▶ INPUT ROWS:
────────────────────────────────────────
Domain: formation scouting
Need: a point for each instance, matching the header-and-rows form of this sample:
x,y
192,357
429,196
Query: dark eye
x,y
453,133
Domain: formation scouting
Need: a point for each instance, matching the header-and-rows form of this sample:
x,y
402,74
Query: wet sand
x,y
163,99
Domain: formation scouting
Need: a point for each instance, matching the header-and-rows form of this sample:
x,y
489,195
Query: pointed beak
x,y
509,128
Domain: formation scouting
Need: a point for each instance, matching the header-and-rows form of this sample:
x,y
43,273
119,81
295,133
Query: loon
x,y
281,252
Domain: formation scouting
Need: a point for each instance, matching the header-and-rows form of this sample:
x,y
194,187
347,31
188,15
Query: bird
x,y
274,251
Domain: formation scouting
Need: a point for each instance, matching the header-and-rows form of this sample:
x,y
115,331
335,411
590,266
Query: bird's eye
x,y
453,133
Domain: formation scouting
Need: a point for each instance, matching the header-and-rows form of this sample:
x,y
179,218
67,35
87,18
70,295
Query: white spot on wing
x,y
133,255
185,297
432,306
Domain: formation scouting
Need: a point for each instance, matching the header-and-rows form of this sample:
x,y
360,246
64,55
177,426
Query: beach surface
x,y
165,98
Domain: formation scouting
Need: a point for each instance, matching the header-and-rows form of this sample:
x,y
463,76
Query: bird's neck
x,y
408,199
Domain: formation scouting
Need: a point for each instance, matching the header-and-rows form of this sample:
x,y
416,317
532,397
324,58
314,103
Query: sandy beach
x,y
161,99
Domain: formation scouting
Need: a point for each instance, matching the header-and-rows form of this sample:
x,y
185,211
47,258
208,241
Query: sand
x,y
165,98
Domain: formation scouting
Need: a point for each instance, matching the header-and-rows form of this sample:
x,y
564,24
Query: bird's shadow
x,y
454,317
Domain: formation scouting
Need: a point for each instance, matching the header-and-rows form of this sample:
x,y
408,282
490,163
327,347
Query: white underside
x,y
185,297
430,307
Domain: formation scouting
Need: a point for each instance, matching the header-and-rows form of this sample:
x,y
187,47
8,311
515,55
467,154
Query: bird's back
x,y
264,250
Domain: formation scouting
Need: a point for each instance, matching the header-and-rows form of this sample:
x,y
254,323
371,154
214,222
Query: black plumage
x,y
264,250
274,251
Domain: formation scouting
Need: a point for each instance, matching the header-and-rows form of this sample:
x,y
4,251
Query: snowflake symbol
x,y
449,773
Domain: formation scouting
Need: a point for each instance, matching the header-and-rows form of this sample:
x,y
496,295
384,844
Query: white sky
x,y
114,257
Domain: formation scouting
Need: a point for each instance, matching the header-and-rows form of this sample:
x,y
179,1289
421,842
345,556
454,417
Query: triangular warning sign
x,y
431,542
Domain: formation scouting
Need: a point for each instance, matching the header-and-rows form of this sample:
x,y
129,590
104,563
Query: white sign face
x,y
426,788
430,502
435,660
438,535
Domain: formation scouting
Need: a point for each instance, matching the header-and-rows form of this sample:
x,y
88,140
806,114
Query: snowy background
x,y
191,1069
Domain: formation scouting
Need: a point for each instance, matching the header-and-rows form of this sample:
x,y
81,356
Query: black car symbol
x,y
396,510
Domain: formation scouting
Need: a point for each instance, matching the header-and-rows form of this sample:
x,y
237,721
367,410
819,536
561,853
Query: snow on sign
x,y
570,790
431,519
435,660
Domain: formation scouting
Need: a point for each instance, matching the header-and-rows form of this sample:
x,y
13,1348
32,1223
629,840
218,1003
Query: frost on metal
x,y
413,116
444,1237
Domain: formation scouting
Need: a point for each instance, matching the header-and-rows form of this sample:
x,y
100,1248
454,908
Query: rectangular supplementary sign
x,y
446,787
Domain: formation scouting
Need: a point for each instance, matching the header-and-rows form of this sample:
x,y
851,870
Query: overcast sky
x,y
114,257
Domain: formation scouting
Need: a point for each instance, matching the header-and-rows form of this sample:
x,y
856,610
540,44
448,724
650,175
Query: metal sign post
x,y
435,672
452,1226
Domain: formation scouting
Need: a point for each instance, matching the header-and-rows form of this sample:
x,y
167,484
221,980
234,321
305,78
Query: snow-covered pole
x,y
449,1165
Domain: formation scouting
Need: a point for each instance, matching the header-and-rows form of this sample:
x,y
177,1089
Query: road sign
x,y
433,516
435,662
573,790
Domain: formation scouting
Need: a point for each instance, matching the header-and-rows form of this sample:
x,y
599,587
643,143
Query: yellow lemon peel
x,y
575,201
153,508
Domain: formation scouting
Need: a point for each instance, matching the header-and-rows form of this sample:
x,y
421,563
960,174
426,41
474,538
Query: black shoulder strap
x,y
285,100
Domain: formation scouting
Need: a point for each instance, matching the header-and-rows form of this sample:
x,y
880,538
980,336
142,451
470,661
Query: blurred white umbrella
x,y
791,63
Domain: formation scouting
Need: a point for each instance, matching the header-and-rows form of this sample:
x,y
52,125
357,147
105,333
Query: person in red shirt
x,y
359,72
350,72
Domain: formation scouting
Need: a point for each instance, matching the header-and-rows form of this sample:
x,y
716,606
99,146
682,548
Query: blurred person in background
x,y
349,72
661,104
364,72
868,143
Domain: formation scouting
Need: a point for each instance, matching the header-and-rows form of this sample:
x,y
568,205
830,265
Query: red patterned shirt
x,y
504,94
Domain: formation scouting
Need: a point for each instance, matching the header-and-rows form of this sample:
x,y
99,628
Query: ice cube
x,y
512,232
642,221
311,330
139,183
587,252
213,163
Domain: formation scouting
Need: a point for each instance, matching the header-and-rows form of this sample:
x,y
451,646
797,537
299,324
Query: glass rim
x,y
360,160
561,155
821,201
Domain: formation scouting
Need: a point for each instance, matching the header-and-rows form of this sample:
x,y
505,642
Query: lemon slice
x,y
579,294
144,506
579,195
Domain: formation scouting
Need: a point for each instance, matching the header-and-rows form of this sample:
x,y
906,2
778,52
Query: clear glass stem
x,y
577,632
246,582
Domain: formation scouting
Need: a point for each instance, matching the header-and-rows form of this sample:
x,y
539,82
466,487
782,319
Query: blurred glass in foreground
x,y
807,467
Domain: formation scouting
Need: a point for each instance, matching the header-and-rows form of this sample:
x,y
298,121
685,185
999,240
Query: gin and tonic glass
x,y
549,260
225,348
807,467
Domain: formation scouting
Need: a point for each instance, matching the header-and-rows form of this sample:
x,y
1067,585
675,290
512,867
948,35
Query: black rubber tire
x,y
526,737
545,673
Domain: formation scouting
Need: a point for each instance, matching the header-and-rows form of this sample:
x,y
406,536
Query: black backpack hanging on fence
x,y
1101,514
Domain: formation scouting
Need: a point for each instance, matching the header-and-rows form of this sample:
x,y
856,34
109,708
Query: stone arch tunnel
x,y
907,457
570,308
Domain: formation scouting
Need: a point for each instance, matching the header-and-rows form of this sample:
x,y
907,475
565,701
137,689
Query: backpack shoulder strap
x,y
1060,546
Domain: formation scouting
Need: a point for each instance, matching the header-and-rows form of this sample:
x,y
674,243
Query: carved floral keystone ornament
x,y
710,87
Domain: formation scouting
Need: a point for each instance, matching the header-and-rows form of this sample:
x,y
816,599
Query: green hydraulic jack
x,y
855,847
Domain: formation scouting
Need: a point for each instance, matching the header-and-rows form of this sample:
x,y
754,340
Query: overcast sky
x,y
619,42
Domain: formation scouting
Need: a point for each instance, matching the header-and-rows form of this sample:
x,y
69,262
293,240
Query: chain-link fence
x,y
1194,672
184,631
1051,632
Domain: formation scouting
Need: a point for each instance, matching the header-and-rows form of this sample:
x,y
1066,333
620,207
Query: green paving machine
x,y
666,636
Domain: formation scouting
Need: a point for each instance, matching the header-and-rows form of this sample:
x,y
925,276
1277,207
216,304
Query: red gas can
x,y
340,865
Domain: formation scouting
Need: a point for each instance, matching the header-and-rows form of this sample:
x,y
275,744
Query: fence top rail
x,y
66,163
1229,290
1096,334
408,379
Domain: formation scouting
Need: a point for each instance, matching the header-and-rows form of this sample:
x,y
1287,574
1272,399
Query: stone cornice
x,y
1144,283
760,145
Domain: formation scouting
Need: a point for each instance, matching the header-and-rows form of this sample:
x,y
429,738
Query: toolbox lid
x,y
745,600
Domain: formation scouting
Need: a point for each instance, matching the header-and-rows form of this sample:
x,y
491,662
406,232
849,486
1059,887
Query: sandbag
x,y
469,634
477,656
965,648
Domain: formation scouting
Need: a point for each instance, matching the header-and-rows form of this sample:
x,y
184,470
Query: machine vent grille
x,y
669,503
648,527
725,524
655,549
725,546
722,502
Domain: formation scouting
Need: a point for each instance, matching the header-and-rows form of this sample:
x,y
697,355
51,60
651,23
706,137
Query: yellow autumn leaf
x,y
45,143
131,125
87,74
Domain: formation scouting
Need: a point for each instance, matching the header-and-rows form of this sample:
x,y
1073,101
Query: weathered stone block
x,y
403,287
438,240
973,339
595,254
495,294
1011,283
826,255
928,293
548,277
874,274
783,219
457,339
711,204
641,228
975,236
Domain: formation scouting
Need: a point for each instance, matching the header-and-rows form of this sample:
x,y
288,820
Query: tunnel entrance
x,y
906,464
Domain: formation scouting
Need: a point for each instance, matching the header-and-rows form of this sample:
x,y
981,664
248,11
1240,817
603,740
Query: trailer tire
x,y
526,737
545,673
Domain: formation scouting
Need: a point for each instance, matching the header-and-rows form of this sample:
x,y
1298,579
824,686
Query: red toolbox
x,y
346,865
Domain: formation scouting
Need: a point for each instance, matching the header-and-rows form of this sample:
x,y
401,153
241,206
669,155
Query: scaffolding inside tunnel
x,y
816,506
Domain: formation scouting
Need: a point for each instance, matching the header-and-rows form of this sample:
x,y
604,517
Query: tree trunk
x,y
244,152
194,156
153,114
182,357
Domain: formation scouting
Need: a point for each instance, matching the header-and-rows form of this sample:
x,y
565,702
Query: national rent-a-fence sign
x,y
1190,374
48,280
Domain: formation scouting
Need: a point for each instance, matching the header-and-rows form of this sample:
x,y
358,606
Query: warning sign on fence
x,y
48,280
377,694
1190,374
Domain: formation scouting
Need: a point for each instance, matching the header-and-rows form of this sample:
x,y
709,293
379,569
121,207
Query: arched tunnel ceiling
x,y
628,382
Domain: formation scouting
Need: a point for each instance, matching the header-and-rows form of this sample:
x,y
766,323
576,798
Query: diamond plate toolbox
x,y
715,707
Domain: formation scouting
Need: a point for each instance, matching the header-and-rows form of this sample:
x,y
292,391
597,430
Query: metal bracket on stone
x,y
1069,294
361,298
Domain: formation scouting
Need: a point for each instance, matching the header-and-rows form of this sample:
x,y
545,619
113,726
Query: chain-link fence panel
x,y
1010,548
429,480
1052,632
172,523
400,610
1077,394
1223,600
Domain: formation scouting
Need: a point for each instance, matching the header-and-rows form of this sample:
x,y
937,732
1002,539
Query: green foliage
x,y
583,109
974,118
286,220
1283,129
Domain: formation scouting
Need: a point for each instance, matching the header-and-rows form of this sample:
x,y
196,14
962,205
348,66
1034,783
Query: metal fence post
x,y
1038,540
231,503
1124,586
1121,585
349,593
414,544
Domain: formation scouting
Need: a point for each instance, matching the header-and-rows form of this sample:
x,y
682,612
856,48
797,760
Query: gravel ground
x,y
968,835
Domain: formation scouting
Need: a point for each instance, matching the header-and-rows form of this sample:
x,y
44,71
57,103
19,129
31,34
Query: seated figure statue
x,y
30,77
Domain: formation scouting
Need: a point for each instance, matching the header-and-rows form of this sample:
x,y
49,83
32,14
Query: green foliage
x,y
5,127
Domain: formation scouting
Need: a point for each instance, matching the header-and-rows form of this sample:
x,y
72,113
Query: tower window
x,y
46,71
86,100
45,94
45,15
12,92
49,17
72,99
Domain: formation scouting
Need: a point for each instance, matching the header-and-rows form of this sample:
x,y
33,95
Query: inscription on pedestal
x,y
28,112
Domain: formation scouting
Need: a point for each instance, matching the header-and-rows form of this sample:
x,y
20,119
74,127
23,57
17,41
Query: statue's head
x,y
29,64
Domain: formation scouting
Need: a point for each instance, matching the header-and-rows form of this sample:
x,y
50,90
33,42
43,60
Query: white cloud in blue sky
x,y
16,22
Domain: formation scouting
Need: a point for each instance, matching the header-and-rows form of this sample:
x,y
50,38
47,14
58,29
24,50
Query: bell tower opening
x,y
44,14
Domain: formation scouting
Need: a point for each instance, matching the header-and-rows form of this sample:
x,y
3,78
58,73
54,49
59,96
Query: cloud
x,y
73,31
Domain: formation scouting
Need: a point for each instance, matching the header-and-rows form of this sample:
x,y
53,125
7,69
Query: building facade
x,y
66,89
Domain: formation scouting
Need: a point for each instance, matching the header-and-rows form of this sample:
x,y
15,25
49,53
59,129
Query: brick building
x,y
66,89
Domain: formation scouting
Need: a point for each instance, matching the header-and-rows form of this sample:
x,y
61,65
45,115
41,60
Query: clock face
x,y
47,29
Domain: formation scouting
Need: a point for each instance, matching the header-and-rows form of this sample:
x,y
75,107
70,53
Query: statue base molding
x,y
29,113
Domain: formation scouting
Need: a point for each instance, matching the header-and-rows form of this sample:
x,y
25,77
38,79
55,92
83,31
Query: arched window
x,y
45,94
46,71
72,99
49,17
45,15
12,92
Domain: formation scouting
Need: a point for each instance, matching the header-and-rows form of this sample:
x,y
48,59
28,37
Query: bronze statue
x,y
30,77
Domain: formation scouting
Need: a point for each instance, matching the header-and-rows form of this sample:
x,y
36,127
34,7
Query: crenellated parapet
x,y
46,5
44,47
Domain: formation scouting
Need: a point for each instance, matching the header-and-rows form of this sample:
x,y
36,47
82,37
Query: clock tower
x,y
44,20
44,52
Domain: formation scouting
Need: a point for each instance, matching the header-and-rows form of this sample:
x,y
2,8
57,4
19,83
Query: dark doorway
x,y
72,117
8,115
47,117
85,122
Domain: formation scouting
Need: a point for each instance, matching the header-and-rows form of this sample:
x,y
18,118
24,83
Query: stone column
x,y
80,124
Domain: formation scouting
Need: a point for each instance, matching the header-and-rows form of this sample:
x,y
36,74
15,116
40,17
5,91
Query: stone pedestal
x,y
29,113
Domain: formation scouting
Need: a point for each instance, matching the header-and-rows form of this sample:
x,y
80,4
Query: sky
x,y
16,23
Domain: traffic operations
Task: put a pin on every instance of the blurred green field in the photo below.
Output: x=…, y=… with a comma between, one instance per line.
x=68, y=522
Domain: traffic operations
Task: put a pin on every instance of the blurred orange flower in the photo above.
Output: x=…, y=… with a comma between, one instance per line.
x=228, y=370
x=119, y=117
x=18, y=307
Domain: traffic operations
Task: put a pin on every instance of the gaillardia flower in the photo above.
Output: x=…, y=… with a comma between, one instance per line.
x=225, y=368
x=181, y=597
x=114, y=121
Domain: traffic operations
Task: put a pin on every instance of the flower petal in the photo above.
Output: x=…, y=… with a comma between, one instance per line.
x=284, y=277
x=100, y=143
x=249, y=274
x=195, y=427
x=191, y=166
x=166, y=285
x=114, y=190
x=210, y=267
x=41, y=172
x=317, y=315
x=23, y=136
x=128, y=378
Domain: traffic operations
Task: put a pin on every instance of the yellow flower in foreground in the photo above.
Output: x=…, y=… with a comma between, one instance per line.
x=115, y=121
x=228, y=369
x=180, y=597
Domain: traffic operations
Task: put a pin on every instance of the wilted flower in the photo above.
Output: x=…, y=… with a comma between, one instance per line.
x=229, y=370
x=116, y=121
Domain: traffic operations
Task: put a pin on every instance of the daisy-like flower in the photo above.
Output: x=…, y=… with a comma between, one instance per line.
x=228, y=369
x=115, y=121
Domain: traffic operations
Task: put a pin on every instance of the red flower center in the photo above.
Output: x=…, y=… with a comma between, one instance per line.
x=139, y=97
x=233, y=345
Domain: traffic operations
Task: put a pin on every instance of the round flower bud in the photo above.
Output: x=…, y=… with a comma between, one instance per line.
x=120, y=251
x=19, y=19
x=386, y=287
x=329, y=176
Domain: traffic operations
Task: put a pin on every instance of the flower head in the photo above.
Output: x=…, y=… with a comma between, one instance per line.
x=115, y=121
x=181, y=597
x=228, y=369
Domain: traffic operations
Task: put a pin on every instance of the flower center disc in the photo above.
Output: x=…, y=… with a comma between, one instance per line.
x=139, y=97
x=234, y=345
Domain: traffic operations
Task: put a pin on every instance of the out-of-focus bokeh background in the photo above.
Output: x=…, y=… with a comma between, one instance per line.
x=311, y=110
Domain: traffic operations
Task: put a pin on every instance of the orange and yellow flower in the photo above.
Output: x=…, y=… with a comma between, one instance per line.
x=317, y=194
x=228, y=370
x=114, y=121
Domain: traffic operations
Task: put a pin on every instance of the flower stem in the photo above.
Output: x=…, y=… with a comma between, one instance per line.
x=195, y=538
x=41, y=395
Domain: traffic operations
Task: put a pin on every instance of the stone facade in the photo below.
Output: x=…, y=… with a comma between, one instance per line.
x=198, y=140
────────────────────────────────────────
▶ WHAT TO PRODUCE:
Count how many lines of the records above contain the string "symbol". Reply with the number alone.

▶ THE RESPONSE:
2